---------- READING TEXT

Attempting to summarize, non-coding DNA has (some form of) power-law distribution since its evolution is not constrained by selection pressures.

Did I get it?

Attempting to summarize, non-coding DNA has (some form of) power-law distribution since its evolution is not constrained by selection pressures.

Did I get it?

Yep. Of course, non-coding DNA is still ‘designed’ per ID’s own definition since it is specified, complex information and as Febble and others have pointed out, gene duplication and preferential attachment can explain ‘such design’. In other words, ID’s ‘design’ cannot differentiate between actual and apparent design and is thus scientifically vacuous (and uses equivocation to make its jump from design to ‘intelligent designer’)

Why does the text (YEC) follow every mention of Salvador’s name?

Ok now it’s time for a concession even though I appreciate that it may be cherry picked and quote mined.

The terminology “junk DNA” is unfortunate, which is why science has been moving away from the terminology and is using non-coding DNA. Understanding the historical context of the terminology helps one understand that it was originally used to describe pseudogenes by Ohno, and evolved to describe any DNA which did not have any apparent function.

Somehow creationists have taken the term and, perhaps unaware of its scientific meaning and its historical evolution, have argued that junk DNA need not be true junk, mirroring much of the scientific literature with which they seem to be unfamiliar.

That non-coding DNA shows evidence of linguistic features is indeed fascinating and such findings have spurred significant new research into how to explain these features. ID proponents seem to have jumped onto this bandwagon by arguing that 1) Intelligent Design explains these findings better 2) intelligent design even predicted these findings

They are wrong in both cases. Intelligent Design does not explain anything, certainly not better since any time science proposes an explanation, ID is unable to compare its ‘explanation’ to said scientific explanation to show that it is a ‘better explanation’. To suggest that id predicts these findings is even worse an argument since there is no foundation for such a claim. All ID predicts is that design will be found only in areas which remain unexplained by science. Predicting function or correlations in Junk DNA only undermines ID and has no logical foundation in its fundamental position that design is the set theoretic complement of regularity and chance. In other words, an argument from ignorance.

This leads but to one conclusion namely that ID as a research program or ID as a metaphysical foundation fails to be scientifically relevant and remains scientifically vacuous.

In case of Junk DNA, I have attempted to show that IDers are confused about the concept and meaning of the terms, that they ignore the scientific history of the term, and that their claims that ID predicts or explains these data are unsupportable.

In addition, I have attempted to show how research into Junk DNA has uncovered various functions and correlations, none of which seem to require an appeal to an Intelligent Designer (wink wink).

Antony Wrote:

Why does the text (YEC) follow every mention of Salvador’s name?

It’s his ‘trademark’ :-)

The ID prediction for Junk DNA is that there isn’t any - that is, what looks like junk to us is actually something useful we haven’t figured out yet. This is suspiciously familiar to the creationist view that God would not put junk into the genome, but that’s not the point… :p

Personally I don’t know how they can make this prediction. They always tell us, when we point out suboptimal features (easily explained by evolution, not by ID) that ID simply detects design, and does not explain the how or why. But at the same time they make predictions based on analogies: that junk DNA is not junk, that DNA might look like a computer program… It seems that we can’t speculate about the designer, except when we can.

--------------------
---------- INFORMATION SHOWN

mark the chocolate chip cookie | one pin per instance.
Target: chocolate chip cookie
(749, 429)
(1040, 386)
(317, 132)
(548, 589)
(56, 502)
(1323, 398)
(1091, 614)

--------------------
---------- INFORMATION SHOWN

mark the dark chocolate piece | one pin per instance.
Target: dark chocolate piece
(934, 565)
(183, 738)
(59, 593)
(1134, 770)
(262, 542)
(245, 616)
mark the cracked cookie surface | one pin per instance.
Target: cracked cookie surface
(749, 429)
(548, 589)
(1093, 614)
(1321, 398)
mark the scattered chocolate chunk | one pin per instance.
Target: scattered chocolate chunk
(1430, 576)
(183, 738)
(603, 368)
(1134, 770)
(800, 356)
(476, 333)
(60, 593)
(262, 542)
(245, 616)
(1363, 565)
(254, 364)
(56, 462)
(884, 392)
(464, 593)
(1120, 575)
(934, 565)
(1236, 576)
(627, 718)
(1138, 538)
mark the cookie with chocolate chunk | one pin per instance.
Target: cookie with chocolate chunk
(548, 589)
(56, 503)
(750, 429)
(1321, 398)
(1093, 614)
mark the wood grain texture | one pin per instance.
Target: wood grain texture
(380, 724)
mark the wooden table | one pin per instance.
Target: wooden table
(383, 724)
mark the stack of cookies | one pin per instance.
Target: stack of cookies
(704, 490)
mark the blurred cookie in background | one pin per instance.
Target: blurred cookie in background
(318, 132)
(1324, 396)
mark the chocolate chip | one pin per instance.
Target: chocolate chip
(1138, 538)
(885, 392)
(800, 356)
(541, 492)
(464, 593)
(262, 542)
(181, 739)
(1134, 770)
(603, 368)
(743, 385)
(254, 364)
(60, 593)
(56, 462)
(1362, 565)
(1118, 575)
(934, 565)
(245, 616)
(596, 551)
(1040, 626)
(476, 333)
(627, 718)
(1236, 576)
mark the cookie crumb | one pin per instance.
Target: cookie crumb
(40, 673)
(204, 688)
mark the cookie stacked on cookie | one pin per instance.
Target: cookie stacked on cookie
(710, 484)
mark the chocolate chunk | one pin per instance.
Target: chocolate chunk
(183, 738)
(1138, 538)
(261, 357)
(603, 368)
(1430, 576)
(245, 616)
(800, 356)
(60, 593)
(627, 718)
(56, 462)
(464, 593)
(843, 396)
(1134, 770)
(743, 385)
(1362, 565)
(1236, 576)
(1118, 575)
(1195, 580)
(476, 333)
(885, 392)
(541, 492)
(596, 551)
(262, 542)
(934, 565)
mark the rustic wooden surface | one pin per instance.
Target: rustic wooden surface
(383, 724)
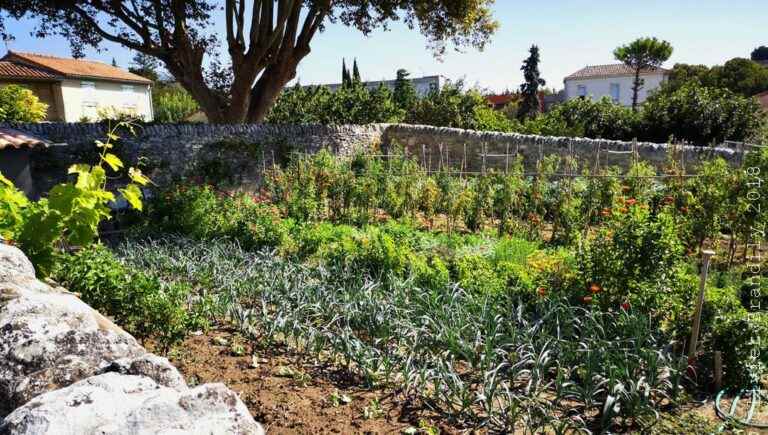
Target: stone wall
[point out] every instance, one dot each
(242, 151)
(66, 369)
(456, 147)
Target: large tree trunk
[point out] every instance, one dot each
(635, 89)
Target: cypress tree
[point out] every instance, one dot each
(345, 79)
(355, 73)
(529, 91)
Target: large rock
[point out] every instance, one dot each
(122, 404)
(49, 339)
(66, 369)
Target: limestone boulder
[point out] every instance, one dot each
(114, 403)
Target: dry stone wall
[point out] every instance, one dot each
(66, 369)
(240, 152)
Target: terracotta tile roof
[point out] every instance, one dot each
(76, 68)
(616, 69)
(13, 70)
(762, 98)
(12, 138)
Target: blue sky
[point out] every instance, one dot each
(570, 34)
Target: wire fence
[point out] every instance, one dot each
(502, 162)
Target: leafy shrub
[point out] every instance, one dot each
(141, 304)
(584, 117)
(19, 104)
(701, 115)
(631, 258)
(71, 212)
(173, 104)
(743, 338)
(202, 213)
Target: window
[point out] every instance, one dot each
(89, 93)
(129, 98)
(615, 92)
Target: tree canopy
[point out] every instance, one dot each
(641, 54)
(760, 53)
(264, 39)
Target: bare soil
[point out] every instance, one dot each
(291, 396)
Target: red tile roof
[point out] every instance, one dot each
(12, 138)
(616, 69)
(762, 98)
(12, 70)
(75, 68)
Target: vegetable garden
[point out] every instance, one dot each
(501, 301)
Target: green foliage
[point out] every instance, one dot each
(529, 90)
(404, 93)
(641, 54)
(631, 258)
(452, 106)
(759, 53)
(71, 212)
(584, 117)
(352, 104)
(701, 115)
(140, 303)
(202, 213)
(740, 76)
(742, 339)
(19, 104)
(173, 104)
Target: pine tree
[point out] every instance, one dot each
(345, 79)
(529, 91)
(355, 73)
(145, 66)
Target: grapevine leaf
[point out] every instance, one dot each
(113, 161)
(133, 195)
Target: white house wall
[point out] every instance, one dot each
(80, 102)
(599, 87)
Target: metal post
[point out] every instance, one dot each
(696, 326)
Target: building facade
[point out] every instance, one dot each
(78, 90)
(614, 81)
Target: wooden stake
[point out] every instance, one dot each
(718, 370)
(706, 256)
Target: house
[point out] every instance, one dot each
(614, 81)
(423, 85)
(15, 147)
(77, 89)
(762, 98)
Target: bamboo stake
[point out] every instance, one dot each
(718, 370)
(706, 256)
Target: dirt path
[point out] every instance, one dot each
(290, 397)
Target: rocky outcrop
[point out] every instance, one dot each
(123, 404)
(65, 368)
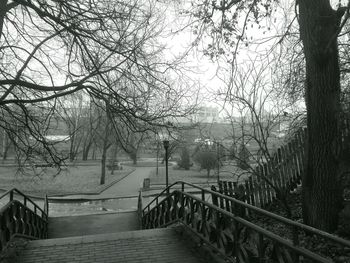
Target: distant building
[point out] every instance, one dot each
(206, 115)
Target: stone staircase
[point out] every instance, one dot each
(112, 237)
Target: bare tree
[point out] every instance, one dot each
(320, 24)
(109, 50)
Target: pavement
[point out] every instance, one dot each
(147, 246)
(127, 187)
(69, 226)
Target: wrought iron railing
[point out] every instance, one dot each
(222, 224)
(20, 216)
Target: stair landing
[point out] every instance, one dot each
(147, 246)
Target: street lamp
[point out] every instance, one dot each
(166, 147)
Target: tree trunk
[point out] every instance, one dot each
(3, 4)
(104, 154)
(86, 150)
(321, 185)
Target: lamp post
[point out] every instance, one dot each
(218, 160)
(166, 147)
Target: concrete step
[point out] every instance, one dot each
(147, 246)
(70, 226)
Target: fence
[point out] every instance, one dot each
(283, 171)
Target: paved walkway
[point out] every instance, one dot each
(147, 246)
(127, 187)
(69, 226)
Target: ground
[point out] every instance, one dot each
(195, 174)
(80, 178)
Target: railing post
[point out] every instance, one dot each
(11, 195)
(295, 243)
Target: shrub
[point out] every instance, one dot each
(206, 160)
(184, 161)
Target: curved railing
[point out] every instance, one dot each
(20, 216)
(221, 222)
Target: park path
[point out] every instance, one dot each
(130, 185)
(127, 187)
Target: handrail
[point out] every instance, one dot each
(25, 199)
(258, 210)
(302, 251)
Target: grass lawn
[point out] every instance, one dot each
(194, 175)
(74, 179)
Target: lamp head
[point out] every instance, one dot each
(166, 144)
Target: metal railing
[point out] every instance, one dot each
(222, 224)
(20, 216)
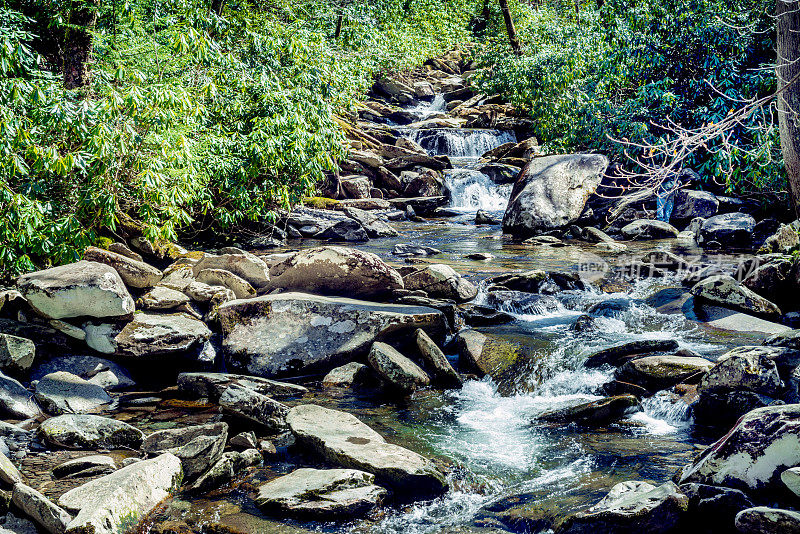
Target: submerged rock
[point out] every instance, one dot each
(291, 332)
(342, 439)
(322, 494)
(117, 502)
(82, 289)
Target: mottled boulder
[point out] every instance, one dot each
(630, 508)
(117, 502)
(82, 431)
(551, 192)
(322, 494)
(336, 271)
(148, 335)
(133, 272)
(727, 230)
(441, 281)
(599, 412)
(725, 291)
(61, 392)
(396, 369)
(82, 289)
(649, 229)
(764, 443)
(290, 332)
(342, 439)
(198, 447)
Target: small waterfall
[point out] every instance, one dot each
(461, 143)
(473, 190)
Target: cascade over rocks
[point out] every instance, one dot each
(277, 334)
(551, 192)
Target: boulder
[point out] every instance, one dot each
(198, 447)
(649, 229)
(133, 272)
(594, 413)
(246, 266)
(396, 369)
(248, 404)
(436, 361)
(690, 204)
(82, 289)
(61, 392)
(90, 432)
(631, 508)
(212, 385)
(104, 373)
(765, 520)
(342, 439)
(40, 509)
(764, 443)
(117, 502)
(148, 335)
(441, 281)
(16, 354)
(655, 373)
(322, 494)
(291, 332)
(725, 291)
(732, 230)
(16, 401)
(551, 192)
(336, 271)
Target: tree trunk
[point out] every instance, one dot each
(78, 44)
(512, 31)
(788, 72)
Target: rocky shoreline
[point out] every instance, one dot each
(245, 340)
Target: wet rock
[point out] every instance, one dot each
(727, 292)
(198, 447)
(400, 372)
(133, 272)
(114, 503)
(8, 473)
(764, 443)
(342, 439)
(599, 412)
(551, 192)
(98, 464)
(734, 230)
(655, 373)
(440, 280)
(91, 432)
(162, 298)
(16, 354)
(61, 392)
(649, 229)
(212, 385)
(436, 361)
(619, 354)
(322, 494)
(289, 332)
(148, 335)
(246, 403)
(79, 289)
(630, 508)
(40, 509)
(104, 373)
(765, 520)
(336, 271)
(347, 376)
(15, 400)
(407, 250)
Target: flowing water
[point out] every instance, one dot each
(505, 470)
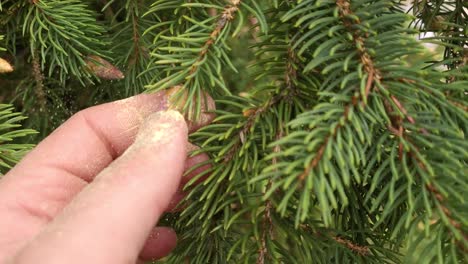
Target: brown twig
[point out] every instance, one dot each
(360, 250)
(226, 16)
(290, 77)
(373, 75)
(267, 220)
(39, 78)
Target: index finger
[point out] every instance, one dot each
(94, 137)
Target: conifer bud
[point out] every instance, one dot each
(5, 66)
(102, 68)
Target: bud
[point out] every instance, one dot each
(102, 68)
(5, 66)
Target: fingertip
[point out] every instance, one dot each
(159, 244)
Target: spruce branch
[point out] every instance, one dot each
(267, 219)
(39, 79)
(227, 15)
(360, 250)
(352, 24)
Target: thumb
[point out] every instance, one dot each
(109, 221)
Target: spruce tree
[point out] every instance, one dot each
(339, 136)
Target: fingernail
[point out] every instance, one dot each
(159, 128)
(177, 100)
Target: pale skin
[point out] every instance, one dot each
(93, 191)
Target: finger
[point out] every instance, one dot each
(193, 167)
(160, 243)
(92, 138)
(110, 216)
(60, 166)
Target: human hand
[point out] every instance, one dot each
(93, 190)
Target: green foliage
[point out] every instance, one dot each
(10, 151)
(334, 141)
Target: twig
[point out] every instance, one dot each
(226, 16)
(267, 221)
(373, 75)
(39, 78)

--------------------

> YOUR TASKS:
- A) Please reproduce the passage from the junk DNA discussion word for word, starting at "In case of Junk" and ending at "Designer (wink wink).".
- B) In the junk DNA discussion, who originally used the term "junk DNA", and what did it first describe?

> OUTPUTS FOR THE TASKS:
- A)
In case of Junk DNA, I have attempted to show that IDers are confused about the concept and meaning of the terms, that they ignore the scientific history of the term, and that their claims that ID predicts or explains these data are unsupportable.

In addition, I have attempted to show how research into Junk DNA has uncovered various functions and correlations, none of which seem to require an appeal to an Intelligent Designer (wink wink).

- B) Ohno, who used it to describe pseudogenes.